• **CONSIGNE**
Recopiez le passage du texte sur le chapitre d'Épinal, en commençant par « Origine monastique et » et en poursuivant jusqu'à « les pèlerins affluèrent. ».

• **TEXTE FOURNI**
►

Historique[modifier | modifier le code]

Origine monastique et premiers temps[modifier | modifier le code]

L'Évangéliaire pourpre, manuscrit du IXe siècle écrit en lettres d'or, appartenait au chapitre d'Épinal jusqu'à la Révolution française.

Selon la tradition, Thierry de Hamelant, fondateur de la ville d'Épinal, aurait fait édifier un monastère dans la cité, afin d'y abriter les reliques de saint Maurice et de saint Goëry. Le monastère alors composé de bénédictins n'aurait guère prospéré, et aurait rapidement été remplacé par un couvent de moniales. Ce fut alors un succès rapide, d'autant qu'une terrible épidémie de ce que l'on appelait « Feu de Saint Antoine » ou « Mal des Ardents », l'ergotisme, décimait la Franche-Comté ; les vertus miraculeuses prêtées aux reliques de saint Goëry trouvèrent écho dans ces régions, et les pèlerins affluèrent.

Formation et âge d'or du chapitre de Dames[modifier | modifier le code]

Mais au fil du temps, profitant certainement du contexte politico-religieux troublé de la Querelle des Investitures, les moniales abandonnèrent la règle bénédictine et se constituèrent, suivant le modèle de Remiremont, en chapitre de Dames nobles : des chanoinesses. On ne connaît pas la date exacte de ce changement de statut, mais l'existence de l'Insigne Chapitre de Saint-Goëry est attestée au XIIIe siècle. La chanoinesse élue à leur tête conserva le titre d'abbesse ; on l'appelait « Madame d'Épinal ».

◄

• **LIGNES ENREGISTRÉES**
►

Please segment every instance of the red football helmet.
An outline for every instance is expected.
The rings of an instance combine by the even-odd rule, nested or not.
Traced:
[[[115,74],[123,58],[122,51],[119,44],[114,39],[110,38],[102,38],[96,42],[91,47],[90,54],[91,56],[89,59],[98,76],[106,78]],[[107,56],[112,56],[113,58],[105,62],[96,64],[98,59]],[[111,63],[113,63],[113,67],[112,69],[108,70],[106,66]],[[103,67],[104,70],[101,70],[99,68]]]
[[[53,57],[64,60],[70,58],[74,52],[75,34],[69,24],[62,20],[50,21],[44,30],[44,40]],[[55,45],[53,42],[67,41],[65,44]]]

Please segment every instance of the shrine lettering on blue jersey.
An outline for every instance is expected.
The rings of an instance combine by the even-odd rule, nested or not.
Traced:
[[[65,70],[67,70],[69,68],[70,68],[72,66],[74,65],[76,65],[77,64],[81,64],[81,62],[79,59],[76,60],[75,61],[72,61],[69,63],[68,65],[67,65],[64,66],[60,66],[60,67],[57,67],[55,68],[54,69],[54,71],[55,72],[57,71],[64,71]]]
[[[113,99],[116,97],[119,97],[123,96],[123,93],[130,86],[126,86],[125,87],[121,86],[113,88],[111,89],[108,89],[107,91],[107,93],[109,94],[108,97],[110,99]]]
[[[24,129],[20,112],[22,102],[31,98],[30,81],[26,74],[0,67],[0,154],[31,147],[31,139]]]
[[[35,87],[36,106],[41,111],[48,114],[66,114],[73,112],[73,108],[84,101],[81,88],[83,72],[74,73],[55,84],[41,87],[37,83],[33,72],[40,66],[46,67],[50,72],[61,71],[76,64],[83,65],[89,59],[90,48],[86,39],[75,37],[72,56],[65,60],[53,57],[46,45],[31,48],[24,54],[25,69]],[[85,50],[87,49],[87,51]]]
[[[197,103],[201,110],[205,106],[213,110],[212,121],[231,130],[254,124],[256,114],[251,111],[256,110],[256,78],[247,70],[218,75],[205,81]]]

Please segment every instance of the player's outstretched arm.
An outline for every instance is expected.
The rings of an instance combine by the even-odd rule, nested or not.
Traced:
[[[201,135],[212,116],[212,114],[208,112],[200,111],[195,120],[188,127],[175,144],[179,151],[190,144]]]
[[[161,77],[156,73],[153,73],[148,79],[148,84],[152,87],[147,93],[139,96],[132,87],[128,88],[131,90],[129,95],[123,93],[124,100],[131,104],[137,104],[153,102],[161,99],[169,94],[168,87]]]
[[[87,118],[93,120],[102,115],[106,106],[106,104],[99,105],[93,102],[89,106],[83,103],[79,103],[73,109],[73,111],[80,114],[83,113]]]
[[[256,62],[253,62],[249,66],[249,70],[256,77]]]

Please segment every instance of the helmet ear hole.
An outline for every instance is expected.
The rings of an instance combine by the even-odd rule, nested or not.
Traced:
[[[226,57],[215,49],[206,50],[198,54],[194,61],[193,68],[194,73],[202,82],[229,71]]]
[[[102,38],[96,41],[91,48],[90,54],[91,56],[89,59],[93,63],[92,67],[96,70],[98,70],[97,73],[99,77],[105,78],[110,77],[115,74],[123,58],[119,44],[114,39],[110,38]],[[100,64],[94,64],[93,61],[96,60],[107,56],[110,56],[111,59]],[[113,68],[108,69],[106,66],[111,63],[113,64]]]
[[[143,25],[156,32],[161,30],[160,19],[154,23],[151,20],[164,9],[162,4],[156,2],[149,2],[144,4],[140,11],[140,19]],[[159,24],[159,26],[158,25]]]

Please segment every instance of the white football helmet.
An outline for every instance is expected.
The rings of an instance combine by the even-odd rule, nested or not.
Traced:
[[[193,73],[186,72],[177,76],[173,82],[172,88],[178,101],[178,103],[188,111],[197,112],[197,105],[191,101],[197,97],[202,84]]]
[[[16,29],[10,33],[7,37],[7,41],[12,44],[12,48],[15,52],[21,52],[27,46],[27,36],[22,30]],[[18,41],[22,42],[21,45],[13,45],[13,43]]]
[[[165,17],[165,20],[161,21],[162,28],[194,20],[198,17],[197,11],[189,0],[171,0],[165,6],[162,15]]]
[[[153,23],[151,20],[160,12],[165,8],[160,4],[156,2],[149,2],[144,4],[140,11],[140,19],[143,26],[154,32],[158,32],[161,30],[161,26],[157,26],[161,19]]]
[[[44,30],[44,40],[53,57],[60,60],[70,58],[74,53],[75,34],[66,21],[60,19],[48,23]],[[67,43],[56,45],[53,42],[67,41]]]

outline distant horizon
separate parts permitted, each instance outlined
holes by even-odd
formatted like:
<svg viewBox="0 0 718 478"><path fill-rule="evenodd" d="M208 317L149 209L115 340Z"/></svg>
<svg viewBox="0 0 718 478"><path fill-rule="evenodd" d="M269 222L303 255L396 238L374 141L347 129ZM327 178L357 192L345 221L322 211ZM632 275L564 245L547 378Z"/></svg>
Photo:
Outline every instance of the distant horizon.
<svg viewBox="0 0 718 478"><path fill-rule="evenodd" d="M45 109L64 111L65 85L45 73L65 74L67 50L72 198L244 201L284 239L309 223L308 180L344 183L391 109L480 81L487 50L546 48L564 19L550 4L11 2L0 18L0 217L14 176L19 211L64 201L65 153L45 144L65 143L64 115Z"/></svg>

◄

• **RÉSULTAT ATTENDU**
Origine monastique et premiers temps[modifier | modifier le code]

L'Évangéliaire pourpre, manuscrit du IXe siècle écrit en lettres d'or, appartenait au chapitre d'Épinal jusqu'à la Révolution française.

Selon la tradition, Thierry de Hamelant, fondateur de la ville d'Épinal, aurait fait édifier un monastère dans la cité, afin d'y abriter les reliques de saint Maurice et de saint Goëry. Le monastère alors composé de bénédictins n'aurait guère prospéré, et aurait rapidement été remplacé par un couvent de moniales. Ce fut alors un succès rapide, d'autant qu'une terrible épidémie de ce que l'on appelait « Feu de Saint Antoine » ou « Mal des Ardents », l'ergotisme, décimait la Franche-Comté ; les vertus miraculeuses prêtées aux reliques de saint Goëry trouvèrent écho dans ces régions, et les pèlerins affluèrent.